---- Passage

John loved the language. He knew how it worked and how it should work. His standards for usage and grammar were high, and his standards can be said to have been the newspaper's standards because he taught young editors (and old ones, too) every night. And he was the Stylatollah -- the compiler and interpreter and burnisher of the stylebook.
His peeves were widely known:
Needless words. He didn't even like needless parts of words. Why write "hallway" when "hall" will do?
Cliches. He thought they were lazy writing and would stamp them out when he could. For years the wire services from Washington always referred to "nearby Andrews Air Force Base," but John spared readers from the "nearby."
Dangling modifiers. He made up this one to inveigh against them: "Gleaming with ethereal beauty, I viewed the Taj Mahal in the moonlight."
Euphemisms. John seldom was visibly angry at work, but he complained bitterly about the people who made hospitals medical centers and jails correctional facilities.
Redundancies. He would eliminate them from copy, but he chuckled over them and saved them. I remember his favorite: "illustrated wall mural."
His delights in the language were widely known as well:
Puns. I refuse to give you an example, because this many people groaning together could damage the sanctuary.

--------
---- Data for review

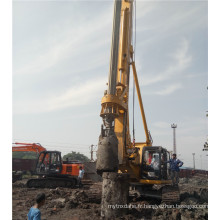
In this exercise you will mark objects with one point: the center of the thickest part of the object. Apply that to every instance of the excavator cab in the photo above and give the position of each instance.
(49, 162)
(153, 166)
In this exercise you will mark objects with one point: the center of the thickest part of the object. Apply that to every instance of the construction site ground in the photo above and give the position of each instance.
(85, 203)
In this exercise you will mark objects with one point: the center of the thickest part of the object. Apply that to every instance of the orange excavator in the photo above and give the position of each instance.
(28, 147)
(52, 171)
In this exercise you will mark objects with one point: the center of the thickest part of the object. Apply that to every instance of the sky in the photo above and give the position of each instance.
(60, 64)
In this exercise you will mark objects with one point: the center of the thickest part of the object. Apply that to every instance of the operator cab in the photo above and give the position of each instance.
(153, 166)
(49, 162)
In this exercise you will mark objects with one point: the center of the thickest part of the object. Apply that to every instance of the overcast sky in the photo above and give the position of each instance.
(61, 52)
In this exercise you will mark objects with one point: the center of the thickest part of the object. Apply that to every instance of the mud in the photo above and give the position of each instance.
(85, 203)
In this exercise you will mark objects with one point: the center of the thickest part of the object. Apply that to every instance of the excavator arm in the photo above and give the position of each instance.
(115, 140)
(27, 147)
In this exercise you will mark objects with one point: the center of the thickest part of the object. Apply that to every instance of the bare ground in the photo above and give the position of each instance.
(80, 204)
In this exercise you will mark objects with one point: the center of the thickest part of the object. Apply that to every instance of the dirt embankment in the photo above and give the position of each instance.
(80, 204)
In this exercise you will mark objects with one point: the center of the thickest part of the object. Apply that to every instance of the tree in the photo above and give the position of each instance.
(76, 156)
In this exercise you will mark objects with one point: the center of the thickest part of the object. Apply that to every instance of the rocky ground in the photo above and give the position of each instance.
(80, 204)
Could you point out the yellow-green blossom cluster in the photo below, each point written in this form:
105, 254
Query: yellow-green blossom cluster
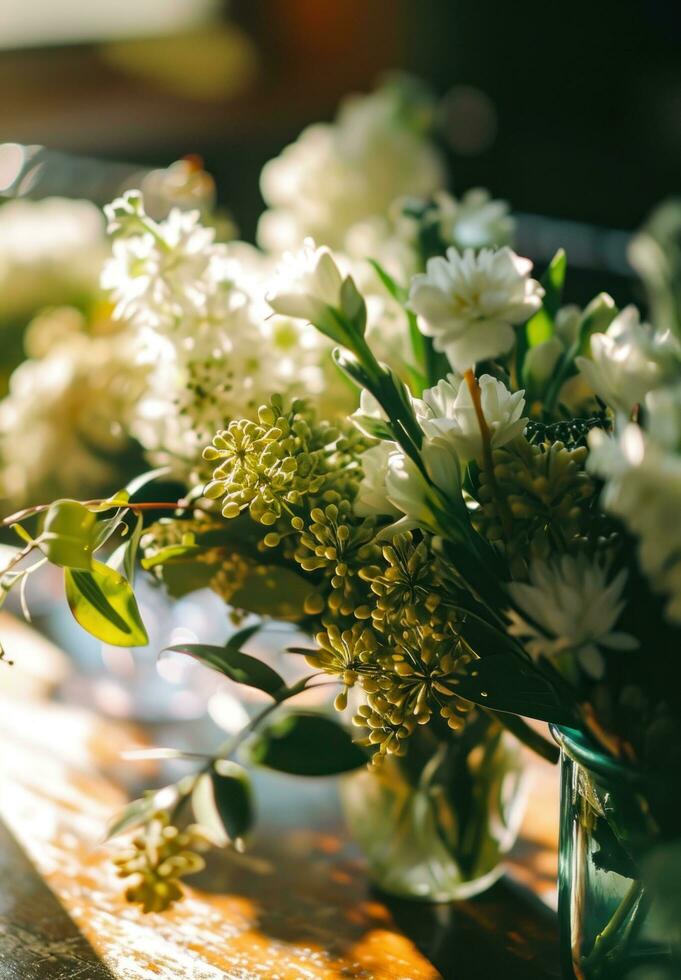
159, 855
382, 612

--------

## Things to do
1. List the peeves attributed to John in the passage about his work as an editor.
2. Carry on the passage about John and his standards for the language, starting after its final sentence.

## Results in order
1. Needless words, cliches, dangling modifiers, euphemisms, redundancies

2.
Word games. He was so good at crossword puzzles that for decades he worked every one before publication to check its accuracy. And more often than you'd expect, he would find it necessary to fix an incorrect clue.
John and I liked the Ten Game. Start with a well-known person's name and then relate it, one by one, to 10 other names until you return to the original. I'd dash off a list in haste and always have some weak connections. John carried a tiny notebook and would polish a list in odd moments for days. He had no weak connections.
John loved to laugh and to share funny stuff with coworkers. In a profession that's frequently frantic, a sense of humor can help one cope for, oh, say 50 years.
September also saw the deaths of Mike Cooney, another Star Tribune copy editor and lover of the language, and usage guru William Safire of the New York Times. Some of you might say that is ironic. John would say NO, NO, NO. That is coincidental, not ironic.
I'll finish with a suggestion: That we all honor John's memory by making sure that our subjects and their verbs always agree, that our pronouns and their antecedents always agree, and that we always agree that we are privileged to have known him.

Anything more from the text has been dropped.